--- Task objective ---
Omit every picture and output the rest of the records exactly as they are.

--- Data section ---
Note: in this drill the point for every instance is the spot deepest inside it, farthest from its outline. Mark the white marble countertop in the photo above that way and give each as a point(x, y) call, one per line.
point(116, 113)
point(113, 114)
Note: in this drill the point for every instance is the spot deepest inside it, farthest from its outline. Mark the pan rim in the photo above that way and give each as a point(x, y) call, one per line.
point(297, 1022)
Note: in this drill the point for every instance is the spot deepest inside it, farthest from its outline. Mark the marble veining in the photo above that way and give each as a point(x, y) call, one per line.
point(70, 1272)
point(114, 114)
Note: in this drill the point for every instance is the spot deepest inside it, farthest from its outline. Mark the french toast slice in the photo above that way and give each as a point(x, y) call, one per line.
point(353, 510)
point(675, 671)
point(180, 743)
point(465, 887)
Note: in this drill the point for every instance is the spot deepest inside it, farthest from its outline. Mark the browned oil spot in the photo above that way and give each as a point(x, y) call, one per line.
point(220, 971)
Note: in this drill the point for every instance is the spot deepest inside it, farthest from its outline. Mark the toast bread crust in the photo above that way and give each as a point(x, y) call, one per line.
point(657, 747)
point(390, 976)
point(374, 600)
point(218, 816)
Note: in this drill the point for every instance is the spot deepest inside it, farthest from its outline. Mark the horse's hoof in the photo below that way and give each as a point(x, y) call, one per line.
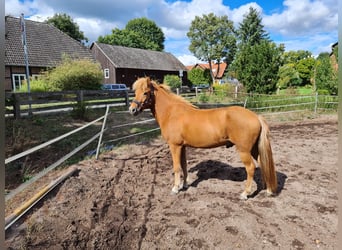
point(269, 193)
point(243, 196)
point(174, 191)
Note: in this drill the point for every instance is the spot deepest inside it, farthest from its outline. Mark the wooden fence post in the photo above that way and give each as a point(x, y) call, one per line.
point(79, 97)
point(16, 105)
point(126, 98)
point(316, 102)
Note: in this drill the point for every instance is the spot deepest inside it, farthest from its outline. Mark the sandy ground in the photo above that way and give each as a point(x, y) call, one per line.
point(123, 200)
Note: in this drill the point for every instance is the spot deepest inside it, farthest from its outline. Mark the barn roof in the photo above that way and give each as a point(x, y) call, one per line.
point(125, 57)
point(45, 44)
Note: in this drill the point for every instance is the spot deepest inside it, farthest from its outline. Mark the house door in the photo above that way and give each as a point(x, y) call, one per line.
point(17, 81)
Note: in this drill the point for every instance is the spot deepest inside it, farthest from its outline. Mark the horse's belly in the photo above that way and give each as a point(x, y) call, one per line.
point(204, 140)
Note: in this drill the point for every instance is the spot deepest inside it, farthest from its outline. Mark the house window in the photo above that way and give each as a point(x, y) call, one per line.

--- Output below ---
Note: in this drill the point for every instance is the spot deepest inside it, farthest from its outline. Mark the white marble countertop in the photo above that way and give each as a point(x, y) call, one per line.
point(116, 113)
point(113, 114)
Note: in this drill the point for every instance is the spot deepest inside it, farthest from its outline. Mark the pan rim in the photo above that way and give each as a point(x, y) call, one per line.
point(297, 1022)
Note: in this drill the point for every instance is the spot deepest inside it, farthest from its outline. Mark the marble veining in the photo above that way and give each as a point(x, y) call, one per line.
point(70, 1272)
point(114, 114)
Note: in this drill the point for every instance is the spot deepest inside it, farthest from its outline. Mark the french toast slice in the photo above that way and give each as a point(x, y) call, one per line.
point(353, 510)
point(675, 671)
point(180, 743)
point(465, 887)
Note: in this drill the point for every instance is the spot deepest inside it, farthest from its outline. Mark the browned oil spot in the photo above that way and give each as a point(x, y) call, one per line.
point(220, 971)
Note: in this drill the point for every instance is the spot deepest inside it, farthest from its outline. Mark the toast bread crust in the photo above that way and give each as a point(x, y) call, one per line.
point(657, 747)
point(390, 976)
point(374, 600)
point(218, 816)
Note: in this drill the point for every instance is the spot deepest inside it, farthest from its outline. Mark the horse's hoof in the photo below that way and give each as a point(x, y) call, one per line.
point(269, 193)
point(243, 196)
point(174, 191)
Note: in this drill the point for every instance is the spot deepest inside it, farthest from its outline. Mark the wooden fence post in the photo above that way and give each as a point(x, y) call, one per line.
point(79, 97)
point(16, 105)
point(126, 98)
point(316, 102)
Note: in this drill the point for every instance is the spot deepest inside it, farthest from its outline. Mark the sandy ground in the photo above that way and give each as a point(x, y) call, one per line.
point(123, 200)
Note: in this drill the point for every instance is the spot deepest inside it, farthest from its outline. Mark the barn roof in the photo above that way and give each as a point(x, y) call, one per line.
point(125, 57)
point(45, 44)
Note: in this drill the point for every instance is the spot deepest inside it, farthest from its outline. Mark the house door in the photo above that way and give each as a point(x, y) call, one per line.
point(17, 81)
Note: in this drill the point for every instance is the spot deepest inside it, farthest from its outline. Mark the horse's belly in the photo above that way and give each as a point(x, y) call, one per line.
point(204, 140)
Note: in this drill the point for every instance is the spot deepest inside it, farthest from its outline. Mark the house window in the photo above that way and give each as a point(x, y) call, one per line.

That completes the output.